Records excerpted from a collection
########################################

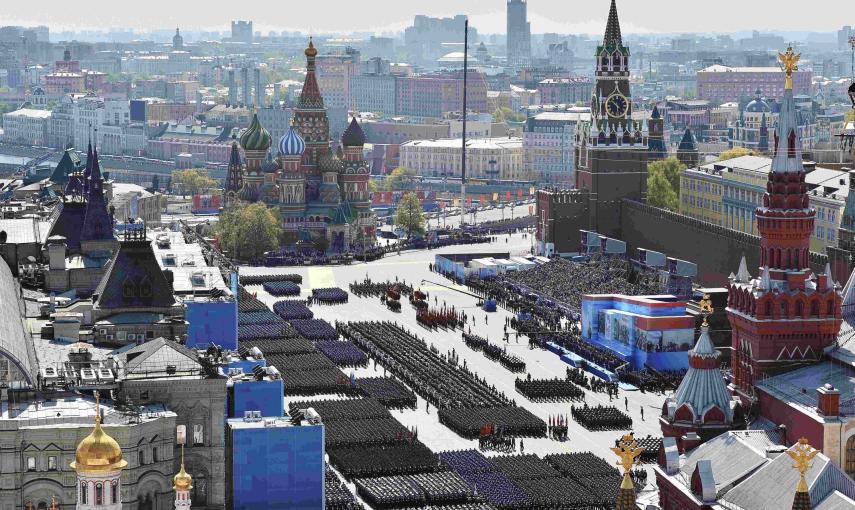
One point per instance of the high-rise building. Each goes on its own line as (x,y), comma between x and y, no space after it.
(242,31)
(519,34)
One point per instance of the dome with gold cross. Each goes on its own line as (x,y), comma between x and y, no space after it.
(182,481)
(98,452)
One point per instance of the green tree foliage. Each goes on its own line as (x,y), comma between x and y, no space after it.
(735,152)
(663,183)
(410,215)
(671,168)
(395,180)
(193,181)
(660,193)
(247,231)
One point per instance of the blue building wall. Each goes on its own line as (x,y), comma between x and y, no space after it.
(212,322)
(276,467)
(265,396)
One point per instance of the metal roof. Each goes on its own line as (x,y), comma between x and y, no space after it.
(16,344)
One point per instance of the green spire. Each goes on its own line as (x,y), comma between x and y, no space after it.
(612,38)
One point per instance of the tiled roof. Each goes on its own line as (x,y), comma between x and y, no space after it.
(134,280)
(15,342)
(773,487)
(153,357)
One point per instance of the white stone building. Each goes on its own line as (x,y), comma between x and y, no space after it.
(486,158)
(26,126)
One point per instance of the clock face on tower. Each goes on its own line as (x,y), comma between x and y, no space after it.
(617,105)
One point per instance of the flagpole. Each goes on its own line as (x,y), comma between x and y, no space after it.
(463,137)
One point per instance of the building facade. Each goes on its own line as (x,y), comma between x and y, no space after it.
(728,193)
(548,141)
(433,95)
(518,33)
(721,84)
(26,126)
(486,158)
(787,316)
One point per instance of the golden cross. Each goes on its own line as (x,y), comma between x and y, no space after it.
(97,406)
(802,453)
(789,61)
(706,308)
(628,451)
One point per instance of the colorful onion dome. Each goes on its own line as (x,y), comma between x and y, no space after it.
(311,51)
(328,162)
(291,143)
(353,136)
(255,137)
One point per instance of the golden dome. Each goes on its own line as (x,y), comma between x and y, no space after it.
(311,51)
(98,452)
(182,481)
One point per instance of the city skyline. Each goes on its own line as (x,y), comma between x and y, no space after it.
(487,17)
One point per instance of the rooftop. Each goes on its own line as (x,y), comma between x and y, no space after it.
(30,112)
(477,143)
(727,69)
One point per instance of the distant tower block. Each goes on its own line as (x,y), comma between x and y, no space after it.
(259,90)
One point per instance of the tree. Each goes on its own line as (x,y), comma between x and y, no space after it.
(249,230)
(660,193)
(410,215)
(193,181)
(663,183)
(395,180)
(735,152)
(671,168)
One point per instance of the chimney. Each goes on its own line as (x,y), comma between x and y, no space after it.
(259,91)
(690,441)
(828,400)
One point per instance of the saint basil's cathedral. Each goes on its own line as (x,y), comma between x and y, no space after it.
(320,193)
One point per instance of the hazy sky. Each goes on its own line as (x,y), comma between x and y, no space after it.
(488,16)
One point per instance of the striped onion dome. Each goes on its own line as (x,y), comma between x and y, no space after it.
(703,386)
(255,137)
(291,143)
(353,136)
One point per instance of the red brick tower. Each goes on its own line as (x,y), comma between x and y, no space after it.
(784,318)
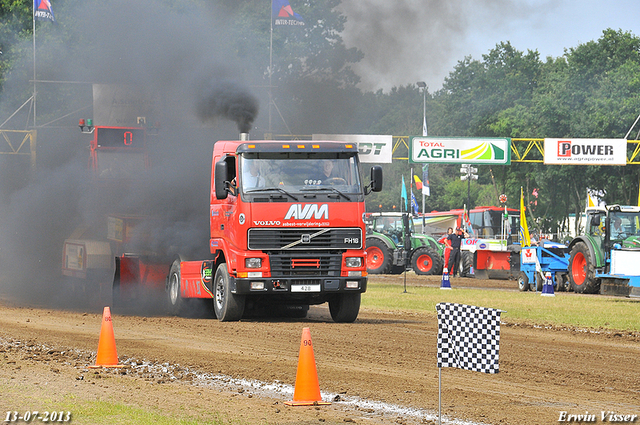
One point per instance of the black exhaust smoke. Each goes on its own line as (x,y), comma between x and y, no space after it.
(227,99)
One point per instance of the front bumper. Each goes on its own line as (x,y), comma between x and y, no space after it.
(299,286)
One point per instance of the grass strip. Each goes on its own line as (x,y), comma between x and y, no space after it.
(565,309)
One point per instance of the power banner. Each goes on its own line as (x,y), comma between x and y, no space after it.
(458,150)
(376,149)
(585,151)
(124,106)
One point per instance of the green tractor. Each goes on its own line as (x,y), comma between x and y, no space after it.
(387,236)
(605,259)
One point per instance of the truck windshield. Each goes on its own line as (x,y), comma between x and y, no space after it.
(259,172)
(624,224)
(114,164)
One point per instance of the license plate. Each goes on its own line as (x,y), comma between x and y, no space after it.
(305,288)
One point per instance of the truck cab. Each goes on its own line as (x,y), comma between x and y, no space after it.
(283,231)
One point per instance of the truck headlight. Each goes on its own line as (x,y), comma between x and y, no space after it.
(353,261)
(253,263)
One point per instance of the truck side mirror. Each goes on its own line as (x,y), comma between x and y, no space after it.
(220,177)
(376,178)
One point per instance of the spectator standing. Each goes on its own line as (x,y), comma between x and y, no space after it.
(447,246)
(456,242)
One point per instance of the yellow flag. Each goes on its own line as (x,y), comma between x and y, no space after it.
(590,202)
(525,239)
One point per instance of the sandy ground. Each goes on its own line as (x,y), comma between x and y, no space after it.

########################################

Assignment:
The data above must be reproduced exactly, without any of its pictures.

Reply:
One point per instance of the high-rise building. Each goes on its own line as (x,y), comma between x and y, no space after it.
(242,31)
(519,34)
One point per instance of the dome with gold cross. Each goes on its own line as (x,y), comma between x and y, no space after it.
(182,481)
(98,452)
One point per instance of the green tree foliage. Each goes on its own line as (x,y), comma between x and y, no space after it.
(735,152)
(663,183)
(410,215)
(671,168)
(395,180)
(193,181)
(660,193)
(247,231)
One point per instance of the blue building wall. Each goes on its own line as (x,y), comma between x and y, no space after it.
(212,322)
(276,467)
(265,396)
One point per instance of the metal roof. Each goes on its own line as (x,y), comma between x and y, no space after it.
(16,344)
One point per instance of the green spire. Each goes on its own line as (x,y), comma between x and y, no space after it.
(612,38)
One point per instance of the tiled roof. Each goes on its own line as (x,y), comma between x and y, no space after it.
(134,280)
(15,342)
(773,487)
(153,357)
One point per instance of the white stone building. Each goes on its own line as (x,y), comma between x and y, no space after it.
(486,158)
(26,126)
One point per instance of the clock face on tower. Each goes on its own line as (x,y), comma between x and y, no space after it.
(617,105)
One point per instance of the flagpole. Each goes on its own line as (x,y), comma between x and y, no space after it.
(463,137)
One point per instance of the building facade. Each goes on its own line as (x,y), comma between x and y, no space after it.
(728,193)
(548,141)
(433,95)
(518,33)
(721,84)
(26,126)
(486,158)
(787,316)
One point per instance of the golden cross. Each goes on its own line as (x,y), comma between x and y, no space after it.
(97,406)
(802,453)
(789,61)
(706,308)
(628,451)
One point per instance of the colorful onion dome. Each goes on its own line as (x,y), comma between x and y, no space after it.
(311,51)
(328,162)
(291,143)
(353,136)
(255,137)
One point per instance of the golden dome. Each goes on its own line as (x,y), comma between x and y, no space after it.
(311,51)
(98,452)
(182,481)
One point per instance of the city skyline. Each goes on its own line as (x,y), comma between x and y, no space after it.
(487,17)
One point per instance of the rooftop. Each goes on its own line as (x,y), comma between x and y, no space after it.
(30,112)
(477,143)
(727,69)
One point per instance of the distant tower block. Each goes on its own line as (x,y), comma between x and y, no space after it.
(259,90)
One point per instance of the tree. Each goes on its own line as (x,y), comma between x and y, no space after it.
(249,230)
(660,193)
(410,215)
(193,181)
(663,183)
(395,180)
(735,152)
(671,168)
One point per instance of the chimney. Each goes on its own line as (x,y), comma between x and y, no space after it.
(259,91)
(690,441)
(828,400)
One point per instance of the saint basil's cathedral. Each goes on its own line as (x,y), comma between x and y, no space after it.
(320,193)
One point per instance of the hazy sky. Each goes on its own line as (x,y), comma between x and y, no space after it.
(488,16)
One point per instance of the striped onion dome. Each goes on its own line as (x,y), comma between x and y, no space after it.
(703,386)
(255,137)
(291,143)
(353,136)
One point per instance of the red brick tower. Each goes on its own line as (x,y), comma between x and y, no space after it.
(784,318)
One point per instance of the black exhaust smoke. Each goes on its own line as (x,y), comma between x and y, no space after it.
(227,99)
One point per instance of the front bumper. Each goes on its own line as (x,y), comma between x and y, no space after it.
(299,286)
One point per instance of the grass strip. Each goes on its own line as (x,y), comma between x and y, no space after it.
(565,309)
One point per instance of the power banner. Each goes on its own line as (x,y), comma between x and y, no space after it.
(458,150)
(376,149)
(585,151)
(124,106)
One point per instance of the green tractor. Each goes on its own line as (x,y), comma between x and y, no space after it.
(387,236)
(605,259)
One point per instance of the truck windshield. Each goes on its own line as (x,y), comma between x and y, no space after it.
(259,172)
(624,224)
(114,164)
One point per instance of the license plate. Each goes on its own line as (x,y), comma between x and y, no space after it.
(305,288)
One point per instance of the truck cab. Each goes on its own line as (x,y), comma between x and y, no space after it.
(283,231)
One point per instance of the truck headlight. Each goes on its own line as (x,y), comma between x and y, no space after it.
(353,261)
(253,263)
One point per instance of the truck side mirror. Each goes on its own line as (x,y), comma between x and y, no space after it.
(220,177)
(376,178)
One point per instance of the spectator standing. Each goes on its own line as (x,y), comma between x and y, no space after it.
(447,246)
(456,242)
One point per instance of the yellow flag. Each goes on its own line as (x,y), comma between x and y, no space after it.
(590,202)
(525,239)
One point per instance of the sandy ground. Each goes on its own line as (x,y), comma between x and y, no space after it.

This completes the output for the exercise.